» **Quoted passage**:
#####

This is part 3 of a three-part series on ancient evidence for women elders in the early church.
Part 1, which looks at women elders in early heterodox groups and in church canons, is here.
Part 2, which looks at women elders in early church manuals is here.

In part 3 I look at individual women who are identified as “elders” in inscriptions, and I quote from Atto of Vercelli who accepted that women were elders in the first century.

INSCRIPTIONS THAT IDENTIFY WOMEN ELDERS

Some female elders (presbyteresses) are named in ancient documents such as inscriptions.

I’ve relied on secondary sources for most of the following information, and I’ve copied the word “presbyters.” However, the original word underlying “presbyters” is feminine and refers to female presbyters/ elders.

Ammion
A funerary door stele (IMont 4) mentions the Montanist female elder named Ammion:
“Diogas, bishop, for Ammion, presbyter, in memory. Grace.” (Διογᾶς ἐβίσκοπος ̓Αμμίῳ πρεσβυτέρᾳ μνήμης χάριν)[1]
Ute Eisen states, however, that there are “no clear indications that Ammion’s inscription should be classified as Montanist.”[2]

Artemidora
From a mummy label, 2nd or 3rd century, Egypt:
“[Mummy] of Artemidora, daughter of Mikkalos and mother Paniskiainē, presbyter, slept in the Lord.”

Epikto
This inscription was found on the island of Thera in the Aegean Sea, 2nd-3rd centuries:
“Angel of Epiktō presbyter.”
It is not absolutely clear that this is an inscription referring to a Christian woman.

Kale
An inscription from Centuripae, Sicily, circa 4th-5th centuries:
“Here lies Kalē, presbyter, who lived fifty years blamelessly. She died on the nineteenth kalends of October.”

Leta
An inscription from Bruttium, Southern Italy, late 5th century:
“Sacred to her good memory. Leta the presbyter[ess] lived forty years, eight months, and nine days. Her husband made [this tombstone.] She preceded him in peace before the ides of May. (CIL 10.8079; ILCV 1.1192)

There is evidence that at least some presbyteresses in the 5th and 6th centuries may have had the title simply because their husband was a presbyter, but there is no mention here that Leta’s husband held a church office, and most people, men or women, who held church offices were single.

Martia
A graffito found near Poitiers in Gaul (unknown date):
“Martia the presbyteress made the offering together with Olybrios and Nepos.”
Martia appears to be performing a sacred Christian rite with two male elders.

Falvia Vitalia
An inscription from Solin in modern-day Croatia, dated 425:
“Under our Lord Theodosius, consul for the eleventh time, and Valentinian, most noble man of Caesar, I Theodosius, bought [a burial tomb] from the matron Flavia Vitalia, the holy presbyter, for three golden solids.

Guilia Runa
A mosaic medallion in the church of St Augustine in Hippo, North Africa, sometime after 431.
“Guilia Runa the presbyteress, rest in peace, lived for fifty years.”

#####

» **Your tasks**:
- a) Reproduce the article on women elders word for word, from "Martia appears to" to "three golden solids.", inclusive.
- b) Decide whether each statement agrees with the article on women elders, answering yes or no and quoting the deciding words: (i) The inscription naming Kale comes from Sicily. (ii) Leta's husband is said to have held a church office. (iii) The mummy label naming Artemidora is from Egypt.
The records are separate material and have no connection to the article on women elders.

» **Given information**:
#####

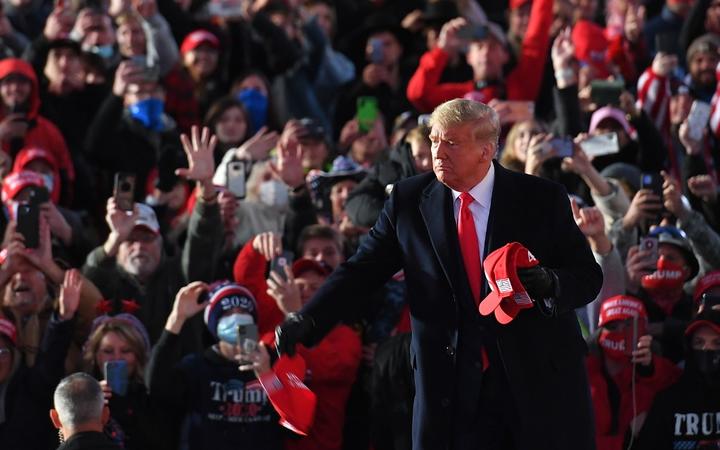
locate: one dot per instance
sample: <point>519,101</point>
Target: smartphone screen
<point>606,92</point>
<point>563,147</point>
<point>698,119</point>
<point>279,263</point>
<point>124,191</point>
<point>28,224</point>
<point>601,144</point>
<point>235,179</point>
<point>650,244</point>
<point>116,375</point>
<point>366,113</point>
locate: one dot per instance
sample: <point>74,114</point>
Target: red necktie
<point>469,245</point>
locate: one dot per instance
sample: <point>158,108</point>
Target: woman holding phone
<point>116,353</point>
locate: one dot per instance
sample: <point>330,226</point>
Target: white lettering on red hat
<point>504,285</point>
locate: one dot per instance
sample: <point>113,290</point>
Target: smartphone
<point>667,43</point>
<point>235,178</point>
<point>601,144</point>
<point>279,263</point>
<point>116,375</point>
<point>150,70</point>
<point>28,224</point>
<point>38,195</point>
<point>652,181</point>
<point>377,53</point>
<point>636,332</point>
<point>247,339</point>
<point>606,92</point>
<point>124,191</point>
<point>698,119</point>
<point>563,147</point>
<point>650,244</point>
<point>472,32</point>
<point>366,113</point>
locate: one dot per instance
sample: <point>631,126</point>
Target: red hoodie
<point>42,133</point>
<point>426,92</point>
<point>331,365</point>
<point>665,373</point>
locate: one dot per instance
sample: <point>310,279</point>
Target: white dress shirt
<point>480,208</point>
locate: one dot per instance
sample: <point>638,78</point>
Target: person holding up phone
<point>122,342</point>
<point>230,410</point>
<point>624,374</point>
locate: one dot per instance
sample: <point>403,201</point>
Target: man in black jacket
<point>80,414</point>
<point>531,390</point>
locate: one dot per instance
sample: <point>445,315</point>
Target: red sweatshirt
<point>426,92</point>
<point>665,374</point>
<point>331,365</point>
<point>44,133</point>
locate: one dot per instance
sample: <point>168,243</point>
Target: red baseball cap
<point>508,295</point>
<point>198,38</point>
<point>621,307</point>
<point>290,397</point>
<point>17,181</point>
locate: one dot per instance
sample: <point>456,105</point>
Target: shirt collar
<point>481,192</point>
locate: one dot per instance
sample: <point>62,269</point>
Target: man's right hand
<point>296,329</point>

#####

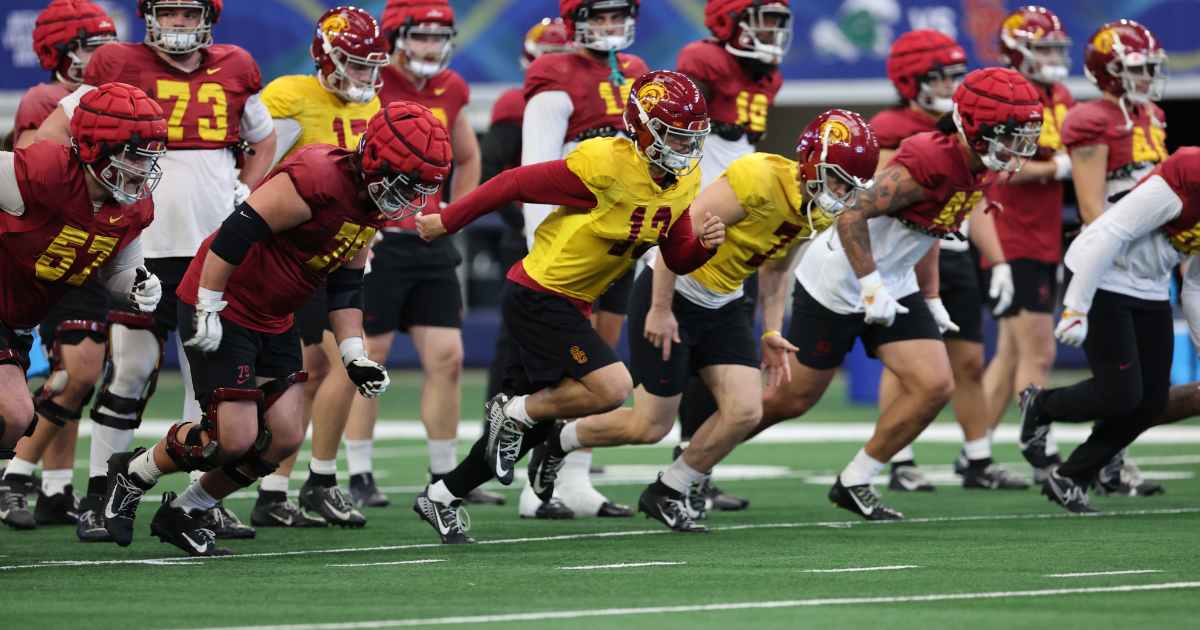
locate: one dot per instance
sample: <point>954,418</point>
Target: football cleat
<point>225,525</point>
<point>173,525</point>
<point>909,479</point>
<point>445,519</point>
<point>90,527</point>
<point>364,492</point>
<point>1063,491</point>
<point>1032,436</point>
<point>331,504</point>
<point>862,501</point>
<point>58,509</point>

#####

» **Per-task answers**:
- a)
Martia appears to be performing a sacred Christian rite with two male elders.

Falvia Vitalia
An inscription from Solin in modern-day Croatia, dated 425:
“Under our Lord Theodosius, consul for the eleventh time, and Valentinian, most noble man of Caesar, I Theodosius, bought [a burial tomb] from the matron Flavia Vitalia, the holy presbyter, for three golden solids.

- b)
(i) Yes: "An inscription from Centuripae, Sicily, circa 4th-5th centuries"
(ii) No: "there is no mention here that Leta’s husband held a church office"
(iii) Yes: "From a mummy label, 2nd or 3rd century, Egypt"